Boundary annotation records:
# # # # #

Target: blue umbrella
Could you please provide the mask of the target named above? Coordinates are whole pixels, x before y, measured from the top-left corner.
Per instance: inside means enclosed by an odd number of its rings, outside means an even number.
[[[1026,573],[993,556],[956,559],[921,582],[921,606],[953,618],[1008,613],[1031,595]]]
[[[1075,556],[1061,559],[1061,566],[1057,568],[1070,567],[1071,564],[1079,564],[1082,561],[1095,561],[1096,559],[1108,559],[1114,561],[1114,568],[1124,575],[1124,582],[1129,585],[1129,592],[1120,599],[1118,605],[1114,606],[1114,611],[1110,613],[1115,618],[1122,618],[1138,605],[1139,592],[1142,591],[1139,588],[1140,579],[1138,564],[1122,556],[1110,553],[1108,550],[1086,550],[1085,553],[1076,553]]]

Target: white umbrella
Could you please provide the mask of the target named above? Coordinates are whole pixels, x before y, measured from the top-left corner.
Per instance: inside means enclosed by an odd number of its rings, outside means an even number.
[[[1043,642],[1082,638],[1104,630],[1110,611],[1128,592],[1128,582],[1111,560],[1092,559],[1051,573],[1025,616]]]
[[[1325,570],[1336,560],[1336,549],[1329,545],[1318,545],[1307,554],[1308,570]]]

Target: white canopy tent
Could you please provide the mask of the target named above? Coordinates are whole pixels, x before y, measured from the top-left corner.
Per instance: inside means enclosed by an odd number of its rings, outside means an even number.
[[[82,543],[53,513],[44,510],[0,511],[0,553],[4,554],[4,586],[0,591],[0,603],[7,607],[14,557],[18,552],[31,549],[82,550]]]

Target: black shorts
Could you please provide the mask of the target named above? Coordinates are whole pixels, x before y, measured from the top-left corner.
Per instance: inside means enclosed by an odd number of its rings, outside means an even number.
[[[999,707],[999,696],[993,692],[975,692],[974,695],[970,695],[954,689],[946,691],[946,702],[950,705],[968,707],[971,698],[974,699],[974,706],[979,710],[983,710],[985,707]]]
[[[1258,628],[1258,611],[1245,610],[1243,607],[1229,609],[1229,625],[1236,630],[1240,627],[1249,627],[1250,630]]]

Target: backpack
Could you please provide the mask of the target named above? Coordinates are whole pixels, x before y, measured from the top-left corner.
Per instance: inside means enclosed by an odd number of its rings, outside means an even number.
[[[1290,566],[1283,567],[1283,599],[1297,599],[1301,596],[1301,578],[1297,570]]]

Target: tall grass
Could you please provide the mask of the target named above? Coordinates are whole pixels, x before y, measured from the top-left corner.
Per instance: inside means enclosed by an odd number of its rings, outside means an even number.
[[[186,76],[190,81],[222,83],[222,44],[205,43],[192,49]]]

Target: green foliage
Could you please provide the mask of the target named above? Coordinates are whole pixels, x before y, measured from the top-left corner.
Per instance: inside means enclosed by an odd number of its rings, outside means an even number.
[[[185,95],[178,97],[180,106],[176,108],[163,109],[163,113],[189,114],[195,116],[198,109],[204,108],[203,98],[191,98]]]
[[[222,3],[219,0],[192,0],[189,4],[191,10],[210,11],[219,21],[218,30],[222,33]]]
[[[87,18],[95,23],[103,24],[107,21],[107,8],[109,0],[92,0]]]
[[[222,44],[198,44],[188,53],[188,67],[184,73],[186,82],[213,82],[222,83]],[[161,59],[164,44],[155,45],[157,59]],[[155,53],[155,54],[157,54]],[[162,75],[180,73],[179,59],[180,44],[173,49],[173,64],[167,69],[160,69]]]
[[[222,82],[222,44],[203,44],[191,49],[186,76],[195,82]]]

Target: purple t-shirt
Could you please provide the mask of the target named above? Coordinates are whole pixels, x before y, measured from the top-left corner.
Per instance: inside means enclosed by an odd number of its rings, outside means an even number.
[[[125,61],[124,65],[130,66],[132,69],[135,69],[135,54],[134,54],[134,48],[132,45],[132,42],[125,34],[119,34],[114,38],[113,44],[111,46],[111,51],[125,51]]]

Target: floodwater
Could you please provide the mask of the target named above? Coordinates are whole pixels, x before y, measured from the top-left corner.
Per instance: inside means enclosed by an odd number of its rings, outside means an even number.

# # # # #

# TASK DETAILS:
Set down all of the data above, word for word.

# WRITTEN SOLUTION:
Target: blue umbrella
Could you please provide the mask of the target named above? Coordinates are whole pixels, x before y, measured from the top-left corner.
Per instance: inside means enclosed by an odd number of its rings, outside means an even number.
[[[1026,573],[993,556],[956,559],[921,582],[921,606],[953,618],[1008,613],[1031,595]]]
[[[1075,556],[1061,559],[1061,566],[1057,568],[1070,567],[1071,564],[1079,564],[1082,561],[1095,561],[1096,559],[1108,559],[1114,561],[1114,568],[1124,575],[1124,582],[1129,585],[1129,592],[1120,599],[1118,605],[1114,606],[1114,611],[1110,613],[1115,618],[1122,618],[1138,605],[1139,592],[1142,591],[1139,588],[1140,579],[1138,564],[1122,556],[1110,553],[1108,550],[1086,550],[1085,553],[1076,553]]]

Target: white umbrella
Could you please provide the mask of the target named above? Coordinates are whole pixels, x before y, measured from the top-left corner.
Per instance: inside means enclosed by an odd number of its rings, outside means an even number.
[[[1043,642],[1082,638],[1104,630],[1110,611],[1128,592],[1128,582],[1111,560],[1092,559],[1051,573],[1025,616]]]
[[[1325,570],[1336,560],[1336,549],[1329,545],[1318,545],[1307,554],[1308,570]]]

Target: white canopy tent
Could you please provide the mask of the target named above? Coordinates are whole pixels, x before y, measured from the top-left corner.
Per instance: inside means enclosed by an odd number of its rings, outside means an even number.
[[[82,543],[53,513],[44,510],[0,511],[0,553],[4,554],[4,586],[0,591],[0,603],[7,607],[14,557],[18,552],[31,549],[82,550]]]

Target: black shorts
Could you please provide the mask of the target named above? Coordinates are whole pixels, x before y, measured from the top-left corner.
Per instance: inside means enclosed by an odd number of its rings, outside means an even number.
[[[999,707],[999,696],[993,692],[975,692],[974,695],[970,695],[954,689],[946,691],[946,702],[950,705],[968,707],[971,698],[974,699],[974,706],[979,710],[983,710],[985,707]]]
[[[1258,628],[1258,611],[1245,610],[1243,607],[1229,609],[1229,625],[1236,630],[1240,627],[1249,627],[1250,630]]]

Target: backpack
Could you please provide the mask of the target named above? Coordinates are whole pixels, x before y, measured from the top-left corner.
Per instance: inside means enclosed by an odd number of its rings, outside means an even number.
[[[1290,566],[1283,567],[1283,599],[1297,599],[1301,596],[1301,578],[1297,570]]]

Target: tall grass
Could you please provide the mask of the target named above? Coordinates are whole pixels, x before y, measured from the top-left corner.
Per instance: inside means enclosed by an odd number of its rings, outside means an even number.
[[[186,76],[190,81],[222,83],[222,44],[205,43],[192,49]]]

Target: green foliage
Could you please provide the mask of the target named above? Coordinates are whole pixels, x before y, measured from the top-left corner.
Per instance: inside means enclosed by an odd number of its rings, outside means an even number.
[[[185,95],[178,97],[180,106],[176,108],[163,109],[163,113],[189,114],[195,116],[198,109],[204,108],[203,98],[191,98]]]
[[[222,3],[219,0],[192,0],[189,4],[191,10],[210,11],[219,21],[218,30],[222,33]]]
[[[87,18],[95,23],[103,24],[107,21],[107,8],[109,0],[92,0]]]
[[[222,44],[198,44],[188,53],[188,67],[184,73],[186,82],[213,82],[222,83]],[[161,59],[164,44],[155,45],[157,59]],[[155,53],[155,54],[157,54]],[[162,75],[180,73],[179,59],[180,44],[173,49],[173,64],[167,69],[160,69]]]
[[[222,82],[222,44],[203,44],[191,49],[186,76],[195,82]]]

Target: purple t-shirt
Could you please provide the mask of the target named above? Coordinates are whole pixels, x before y, measured from the top-left corner.
Per instance: inside means enclosed by an odd number of its rings, outside means an even number.
[[[125,61],[124,65],[130,66],[132,69],[135,69],[135,54],[134,54],[134,48],[132,45],[132,42],[125,34],[119,34],[114,38],[113,44],[111,46],[111,51],[125,51]]]

Target: floodwater
Could you please provide the mask of the target named above? Coordinates are whole pixels, x before y, measured from the top-left corner.
Per instance: inside means enclosed by an odd number of its rings, outside means an even number.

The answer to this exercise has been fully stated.